Raw data
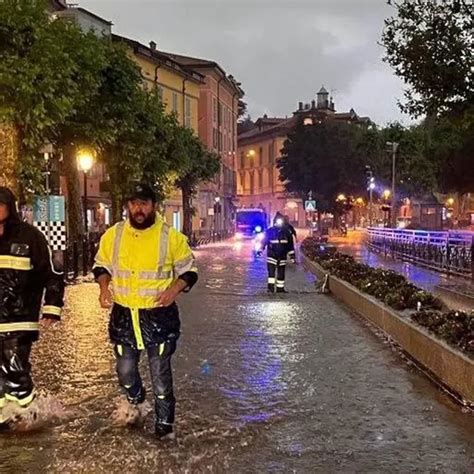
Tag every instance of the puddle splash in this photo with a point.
(44, 410)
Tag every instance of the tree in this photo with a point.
(430, 45)
(416, 168)
(325, 159)
(41, 78)
(201, 166)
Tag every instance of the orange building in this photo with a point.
(218, 114)
(259, 148)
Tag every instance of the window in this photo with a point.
(187, 112)
(175, 102)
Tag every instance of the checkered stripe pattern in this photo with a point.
(57, 233)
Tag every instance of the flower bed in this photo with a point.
(394, 290)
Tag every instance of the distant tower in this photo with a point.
(323, 99)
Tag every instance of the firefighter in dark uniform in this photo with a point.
(292, 231)
(26, 273)
(277, 240)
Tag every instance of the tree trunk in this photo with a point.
(75, 212)
(187, 211)
(9, 156)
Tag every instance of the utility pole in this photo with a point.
(393, 215)
(370, 188)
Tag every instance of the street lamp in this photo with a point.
(394, 147)
(85, 161)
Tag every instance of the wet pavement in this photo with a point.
(265, 383)
(429, 280)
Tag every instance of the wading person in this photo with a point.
(291, 230)
(149, 264)
(27, 275)
(277, 240)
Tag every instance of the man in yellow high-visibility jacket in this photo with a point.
(149, 264)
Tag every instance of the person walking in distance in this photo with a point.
(148, 264)
(277, 242)
(27, 280)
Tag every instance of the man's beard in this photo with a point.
(148, 221)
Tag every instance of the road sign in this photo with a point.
(310, 206)
(52, 208)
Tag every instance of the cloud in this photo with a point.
(281, 51)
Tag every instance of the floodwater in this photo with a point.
(264, 383)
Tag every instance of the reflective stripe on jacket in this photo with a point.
(143, 263)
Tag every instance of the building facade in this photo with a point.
(179, 89)
(259, 148)
(218, 113)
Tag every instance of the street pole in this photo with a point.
(48, 224)
(370, 205)
(394, 199)
(85, 203)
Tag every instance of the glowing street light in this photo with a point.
(85, 162)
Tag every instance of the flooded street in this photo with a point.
(264, 383)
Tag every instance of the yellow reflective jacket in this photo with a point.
(143, 263)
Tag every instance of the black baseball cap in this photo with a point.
(141, 191)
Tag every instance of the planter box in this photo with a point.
(450, 366)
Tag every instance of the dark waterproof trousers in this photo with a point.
(276, 274)
(159, 358)
(15, 371)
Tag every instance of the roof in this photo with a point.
(89, 13)
(59, 4)
(283, 126)
(192, 63)
(160, 58)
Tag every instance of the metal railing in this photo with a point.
(446, 251)
(203, 237)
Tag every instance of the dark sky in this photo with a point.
(281, 50)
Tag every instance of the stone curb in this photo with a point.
(449, 366)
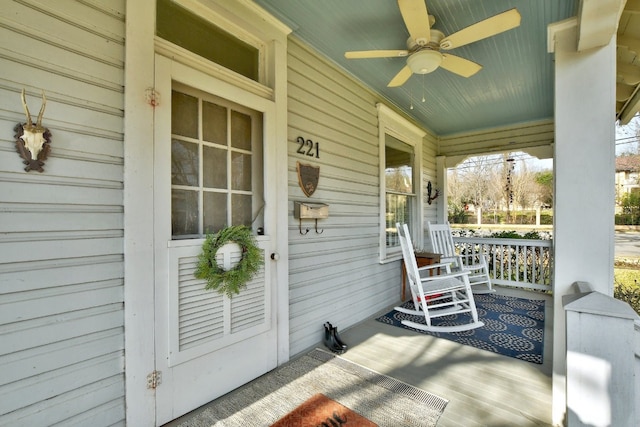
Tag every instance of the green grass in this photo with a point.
(627, 285)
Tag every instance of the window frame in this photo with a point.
(256, 151)
(391, 123)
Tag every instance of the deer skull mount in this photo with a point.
(33, 140)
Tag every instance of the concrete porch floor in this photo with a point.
(483, 388)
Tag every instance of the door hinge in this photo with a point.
(154, 379)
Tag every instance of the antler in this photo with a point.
(41, 113)
(26, 110)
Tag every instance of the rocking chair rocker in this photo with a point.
(442, 243)
(436, 295)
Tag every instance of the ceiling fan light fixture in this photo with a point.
(424, 61)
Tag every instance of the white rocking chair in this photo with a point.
(436, 295)
(442, 243)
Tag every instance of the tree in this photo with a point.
(544, 181)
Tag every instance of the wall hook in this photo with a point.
(431, 198)
(307, 230)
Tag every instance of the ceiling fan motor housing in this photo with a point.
(424, 61)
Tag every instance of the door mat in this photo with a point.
(513, 326)
(381, 399)
(319, 410)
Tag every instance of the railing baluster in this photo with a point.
(514, 262)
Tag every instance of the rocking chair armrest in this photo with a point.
(445, 276)
(444, 265)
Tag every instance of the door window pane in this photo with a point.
(184, 212)
(184, 163)
(215, 211)
(240, 131)
(215, 167)
(241, 171)
(400, 193)
(241, 209)
(184, 114)
(216, 172)
(214, 124)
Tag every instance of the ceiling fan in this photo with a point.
(425, 44)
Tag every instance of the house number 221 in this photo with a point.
(308, 147)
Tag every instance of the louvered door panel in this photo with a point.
(202, 321)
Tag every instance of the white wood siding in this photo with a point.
(335, 276)
(61, 231)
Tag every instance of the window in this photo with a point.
(401, 172)
(216, 158)
(196, 34)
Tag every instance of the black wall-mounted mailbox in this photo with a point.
(306, 210)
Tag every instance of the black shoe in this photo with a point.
(330, 341)
(334, 332)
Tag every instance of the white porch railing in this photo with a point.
(521, 263)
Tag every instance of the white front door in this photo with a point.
(209, 172)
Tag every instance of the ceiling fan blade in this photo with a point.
(416, 18)
(401, 77)
(362, 54)
(481, 30)
(460, 66)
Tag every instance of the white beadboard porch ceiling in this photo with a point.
(516, 82)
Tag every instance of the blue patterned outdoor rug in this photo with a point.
(513, 326)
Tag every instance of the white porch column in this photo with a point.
(584, 181)
(441, 177)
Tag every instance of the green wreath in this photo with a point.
(231, 281)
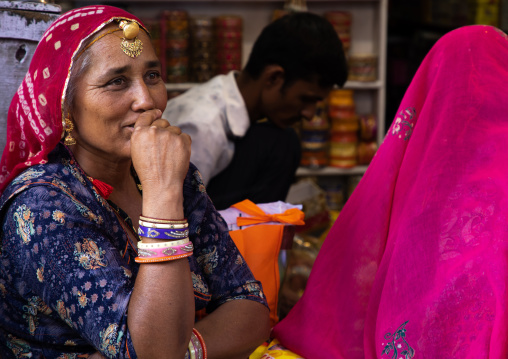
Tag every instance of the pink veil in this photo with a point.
(417, 263)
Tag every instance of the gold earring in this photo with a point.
(69, 126)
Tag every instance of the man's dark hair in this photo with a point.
(305, 45)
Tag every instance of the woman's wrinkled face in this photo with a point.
(112, 93)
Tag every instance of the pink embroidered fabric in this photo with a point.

Your task
Repeat the data exactly, dropping every picture it holds.

Reply to the exercise
Tag every instance of the puddle splash in this photo with a point.
(44, 410)
Tag every instance of the tree in this photo with a point.
(430, 45)
(416, 168)
(325, 159)
(41, 78)
(201, 166)
Tag every instance of the orange building in this photo with a point.
(218, 114)
(259, 148)
Tag every instance of the window in this photo with a point.
(187, 112)
(175, 102)
Tag every instance of the checkered stripe pattern in this photo with a point.
(57, 233)
Tag every instance of the flower bed in this photo with a point.
(394, 290)
Tag every instance of the distant tower in this photo with a point.
(323, 99)
Tag every instance of the firefighter in dark uniform in this photo with a point.
(292, 231)
(26, 273)
(277, 240)
Tag every instance of the tree trunk in this photo with a point.
(75, 212)
(187, 211)
(9, 156)
Tag every instance of the utility pole in this photo with a point.
(393, 215)
(370, 188)
Tag every instance of the street lamp in this photo with a point.
(394, 147)
(85, 161)
Tag every instance of the wet pavement in this photo with a point.
(265, 383)
(429, 280)
Tag every instance of the wading person in this photo with a point.
(291, 230)
(149, 264)
(27, 275)
(277, 240)
Tag every instance of the man in yellow high-visibility jacket in this photo with a point.
(149, 264)
Tag every instance of the person walking in distance in this photo with a point.
(148, 264)
(277, 242)
(27, 280)
Tag every instance of the man's beard in this photo with a point.
(148, 221)
Tag every instance of the road sign in this photo with a point.
(310, 206)
(52, 208)
Tag every instance of the cloud in this photo with a point.
(281, 51)
Tag every instance of the floodwater in this photo with a point.
(264, 383)
Tag every instance of the reflective stripe on jacket in this photo with a point.
(143, 263)
Tag every instance of the building facade in this photo with a point.
(179, 89)
(259, 148)
(218, 113)
Tag every instance of the street pole in this photo with a point.
(48, 224)
(370, 205)
(394, 199)
(85, 203)
Tag every instance of the glowing street light in this photo with a point.
(85, 162)
Tag every instance of the flooded street in this photo with a point.
(264, 383)
Tag every instance of the yellow reflective jacket in this photo with a point.
(143, 263)
Tag every instance of the black baseball cap in this photo with a point.
(141, 191)
Tag every instance of the planter box in this photo with a point.
(450, 366)
Tag every instance of the dark waterproof trousers in this photo with a point.
(276, 274)
(159, 358)
(15, 371)
Tag every instance of the roof in this photo with a point.
(89, 13)
(59, 4)
(283, 126)
(192, 63)
(160, 58)
Tag every instance of the metal railing in this photo with a point.
(446, 251)
(203, 237)
Tag every instance of the dark sky in this photo with a point.
(281, 50)
Tag every instance of the stone curb in this photo with a point.
(449, 366)
Tag every instance of the green grass in this photo with a point.
(627, 285)
Tag every instance of the window frame in this photo with a point.
(256, 151)
(391, 123)
Tag every instance of the deer skull mount in this photo with a point.
(33, 140)
Tag every instance of the concrete porch floor in this photo with a point.
(483, 388)
Tag every instance of the door hinge in this photo with a point.
(154, 379)
Tag every instance of the antler in this photo with a point.
(41, 113)
(26, 110)
Tag every instance of the rocking chair rocker in this photo with a point.
(442, 243)
(436, 295)
Tag every instance of the ceiling fan light fixture in this photo with a point.
(424, 61)
Tag every instance of the white rocking chair in this photo with a point.
(436, 295)
(442, 243)
Tag every instance of the tree in this photo with a point.
(544, 181)
Tag every instance of the wall hook in this photo with a point.
(431, 198)
(307, 230)
Tag every instance of the ceiling fan motor housing in this photo with a point.
(424, 61)
Tag every instance of the door mat in this photo with a point.
(513, 326)
(381, 399)
(319, 410)
Tag every instance of the railing baluster in this photo with a point.
(514, 262)
Tag every instance of the rocking chair armrest in this photo with a point.
(445, 276)
(444, 265)
Tag every instance of the door window pane in this photo with a point.
(184, 212)
(184, 163)
(215, 211)
(240, 131)
(215, 167)
(241, 171)
(400, 193)
(241, 209)
(184, 114)
(216, 172)
(214, 124)
Tag every instance of the ceiling fan in this photo with a point.
(425, 44)
Tag every instance of the house number 221 in this photo with a point.
(308, 147)
Tag every instance of the louvered door panel in this photo with a point.
(202, 321)
Tag every instance of the white wood siding in this photo with a point.
(335, 276)
(61, 231)
Tag every instance of the window in this photo with a point.
(401, 172)
(216, 158)
(196, 34)
Tag every instance of the black wall-mounted mailbox in this photo with a point.
(306, 210)
Tag every instance of the black shoe in this photo with a point.
(330, 341)
(334, 332)
Tag every instance of the white porch railing in this photo with a point.
(521, 263)
Tag every instance of the white front door in this photo with a point.
(209, 172)
Tag every instance of the ceiling fan blade in this photo with a point.
(416, 18)
(401, 77)
(362, 54)
(481, 30)
(460, 66)
Tag every instance of the white beadboard porch ceiling in this photo with a point.
(516, 82)
Tag every instance of the blue patterned outdoor rug in this photo with a point.
(513, 326)
Tag every instance of the white porch column in this photo with a point.
(584, 181)
(441, 177)
Tag every instance of the green wreath in this photo with a point.
(231, 281)
Tag every instance of the pink veil in this photo with a point.
(417, 263)
Tag every instance of the gold earring in this photo with a point.
(69, 126)
Tag every instance of the man's dark hair in this photo with a point.
(305, 45)
Tag every instance of the woman's wrinkled face in this photo with a point.
(112, 93)
Tag every instance of the pink embroidered fabric in this photo with a point.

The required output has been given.